**Given request**
Reproduce each of the following records word for word, leaving out the pictures.

**Given records**
[START]
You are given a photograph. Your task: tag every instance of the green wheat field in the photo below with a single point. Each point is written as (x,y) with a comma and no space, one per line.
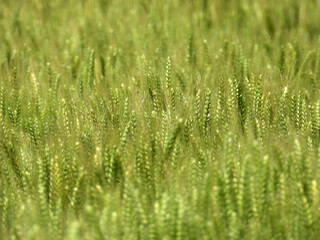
(159,119)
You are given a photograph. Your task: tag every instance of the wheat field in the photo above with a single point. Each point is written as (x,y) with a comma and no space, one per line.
(159,120)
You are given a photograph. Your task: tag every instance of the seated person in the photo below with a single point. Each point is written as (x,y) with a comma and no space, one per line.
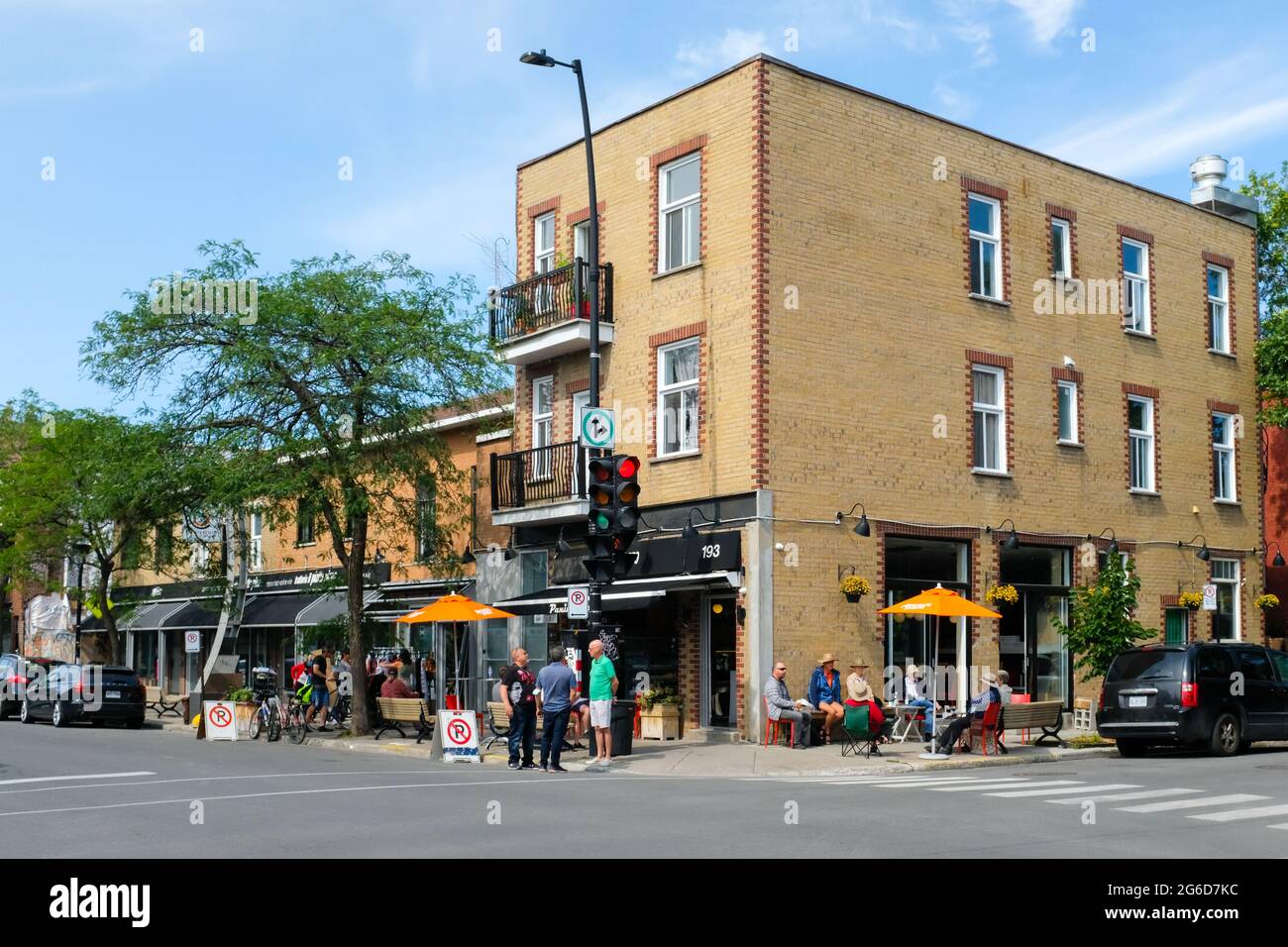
[END]
**Finished answer**
You are given a photograph. Your task: tag every instance of the green wheat field in the photo below with a single point. Each point is written as (x,y) with a comma and no space, one per line.
(159,119)
You are given a photograph. Your task: tag every instance of the wheat field in the photo above with a single point. Each point is written as (x,y) with a comma and no space, one per line.
(159,120)
You are given a photograph. Your task: tag every instance of the seated person in the photo below with a single point. Each point is written as (x,y) with a comma and no space, one per line.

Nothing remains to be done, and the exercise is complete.